- _Provided text_
Special Guardianship (SGO)
A SGO provides an option for legal permanence for children who cannot grow up with their birth parents as their main carers. A SGO can be a particularly attractive option where the birth parents are still involved to some extent in the life of the children because unlike Adoption a SGO does not sever all legal ties with the birth parents, and unlike a Child Arrangements Order it gives the holder more of a say in the children’s upbringing.
If you are granted a SGO it will result in you having certain rights in relation to the children named in the order. Those rights include:
Parental responsibility – this is defined in law as all the rights, duties, powers, responsibilities and authority which by law a parent has in relation to the child and administration of his or her property. A SGO does not remove Parental Responsibility from anyone who already has it, however the ability of anyone else to exercise it is extremely limited once an SGO is granted.
The right to take the children abroad for a period of up to 3 months. No one other than the Special Guardian can remove the children from the Country without the written consent of every other person who holds parental responsibility for the child or the permission from the Court.
The right to make decisions which affect the children without needing the consent of any other person who holds parental responsibility for the child such as decisions about religion, medical treatment, school selection and other matters related to day to day care. There are still some decisions that will require the consent of anyone with parental responsibility for example changes to a child's surname, granting permission for the child to marry if between the age of 16 and 18, the placing of the child for adoption, consent to a child being sterilised, granting parental responsibility to somebody else.
In summary a Special Guardian will have clear responsibility for all day-to day decisions about caring for the children, and for making important decisions about their upbringing. Although anyone, such as birth parents, will retain their legal parental responsibility if they already have it, the Special Guardian only has to consult with them about decisions relating to the children in exceptional circumstances.
Whether a Special Guardianship Order is appropriate will depend upon the individual needs of the children in question and whether such an Order would be in the children’s best interests.

- _Tasks_
(a) Repeat the Special Guardianship text word for word, everything from "The right to take" down to "from the Court.".
(b) According to the Special Guardianship text, for how long may a Special Guardian take the children abroad?
The entries after this point come from a different source than the Special Guardianship text.

- _Material provided_
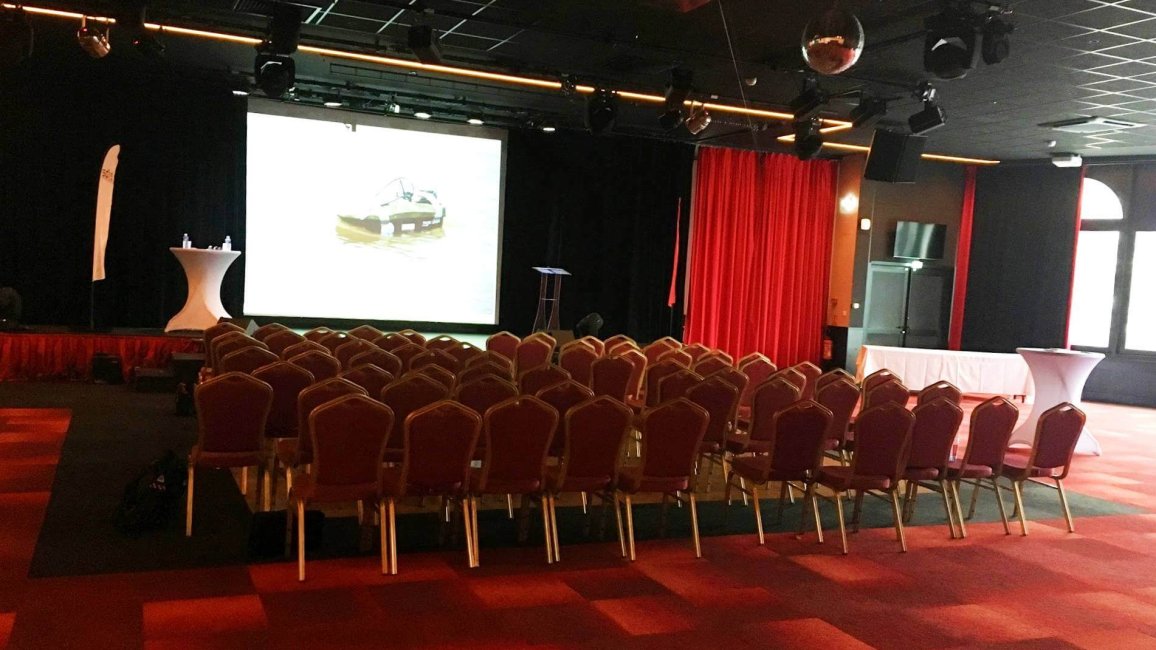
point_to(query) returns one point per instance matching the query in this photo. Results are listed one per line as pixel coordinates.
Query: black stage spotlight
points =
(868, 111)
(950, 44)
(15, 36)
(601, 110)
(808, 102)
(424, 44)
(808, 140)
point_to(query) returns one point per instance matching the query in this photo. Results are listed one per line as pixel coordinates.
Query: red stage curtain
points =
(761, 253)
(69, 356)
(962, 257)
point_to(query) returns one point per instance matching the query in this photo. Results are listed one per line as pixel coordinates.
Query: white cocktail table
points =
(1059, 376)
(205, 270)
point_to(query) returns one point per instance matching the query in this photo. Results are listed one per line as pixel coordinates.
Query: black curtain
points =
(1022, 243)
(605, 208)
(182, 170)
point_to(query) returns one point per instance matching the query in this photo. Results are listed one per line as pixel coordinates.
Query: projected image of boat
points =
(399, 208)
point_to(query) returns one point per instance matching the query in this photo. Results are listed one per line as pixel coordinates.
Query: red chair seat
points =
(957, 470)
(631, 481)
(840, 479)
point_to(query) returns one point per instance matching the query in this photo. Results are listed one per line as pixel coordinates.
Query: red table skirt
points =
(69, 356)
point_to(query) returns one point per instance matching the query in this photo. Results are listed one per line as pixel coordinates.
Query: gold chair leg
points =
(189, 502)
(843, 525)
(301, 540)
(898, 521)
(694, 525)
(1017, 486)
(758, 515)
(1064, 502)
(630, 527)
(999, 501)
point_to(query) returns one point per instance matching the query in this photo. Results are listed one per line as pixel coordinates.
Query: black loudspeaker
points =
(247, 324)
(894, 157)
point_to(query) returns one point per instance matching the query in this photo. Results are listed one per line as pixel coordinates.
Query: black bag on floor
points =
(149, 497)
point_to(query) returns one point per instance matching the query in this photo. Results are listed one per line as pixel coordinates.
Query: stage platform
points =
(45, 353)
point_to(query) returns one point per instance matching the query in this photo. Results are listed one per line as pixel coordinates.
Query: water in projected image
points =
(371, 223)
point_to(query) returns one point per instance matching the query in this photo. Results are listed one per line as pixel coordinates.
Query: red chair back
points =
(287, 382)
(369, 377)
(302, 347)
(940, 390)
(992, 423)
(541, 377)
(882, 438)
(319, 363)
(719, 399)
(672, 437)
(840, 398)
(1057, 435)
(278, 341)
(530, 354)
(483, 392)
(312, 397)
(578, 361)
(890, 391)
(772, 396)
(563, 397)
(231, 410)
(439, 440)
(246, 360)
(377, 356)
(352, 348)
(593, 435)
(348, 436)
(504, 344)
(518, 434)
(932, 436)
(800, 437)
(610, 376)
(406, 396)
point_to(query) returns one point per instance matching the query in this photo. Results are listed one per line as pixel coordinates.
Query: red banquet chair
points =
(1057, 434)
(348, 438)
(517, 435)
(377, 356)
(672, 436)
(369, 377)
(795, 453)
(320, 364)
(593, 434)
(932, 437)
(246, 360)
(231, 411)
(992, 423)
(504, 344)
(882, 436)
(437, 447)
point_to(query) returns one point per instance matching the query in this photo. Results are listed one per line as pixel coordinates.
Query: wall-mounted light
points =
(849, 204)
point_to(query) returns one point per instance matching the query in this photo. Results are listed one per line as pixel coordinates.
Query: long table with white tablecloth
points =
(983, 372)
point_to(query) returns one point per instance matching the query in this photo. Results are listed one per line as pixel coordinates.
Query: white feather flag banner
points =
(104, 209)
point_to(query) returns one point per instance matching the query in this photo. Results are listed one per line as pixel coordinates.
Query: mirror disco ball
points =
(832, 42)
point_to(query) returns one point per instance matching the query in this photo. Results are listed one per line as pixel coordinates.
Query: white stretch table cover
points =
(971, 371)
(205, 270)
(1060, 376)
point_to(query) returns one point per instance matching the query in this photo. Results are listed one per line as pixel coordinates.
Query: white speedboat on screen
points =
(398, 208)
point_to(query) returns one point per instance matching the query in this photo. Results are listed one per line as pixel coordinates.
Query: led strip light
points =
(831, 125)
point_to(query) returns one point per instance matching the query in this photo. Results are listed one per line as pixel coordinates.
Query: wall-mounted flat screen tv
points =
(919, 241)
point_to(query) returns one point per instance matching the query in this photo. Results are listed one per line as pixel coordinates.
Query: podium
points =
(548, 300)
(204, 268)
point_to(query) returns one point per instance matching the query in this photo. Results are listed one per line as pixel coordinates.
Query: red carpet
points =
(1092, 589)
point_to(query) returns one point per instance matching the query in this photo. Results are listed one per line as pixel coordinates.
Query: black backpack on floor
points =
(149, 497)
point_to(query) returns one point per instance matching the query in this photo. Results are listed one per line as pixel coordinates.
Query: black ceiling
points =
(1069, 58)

- _Task-by-task outputs_
(a)
The right to take the children abroad for a period of up to 3 months. No one other than the Special Guardian can remove the children from the Country without the written consent of every other person who holds parental responsibility for the child or the permission from the Court.

(b) For a period of up to 3 months.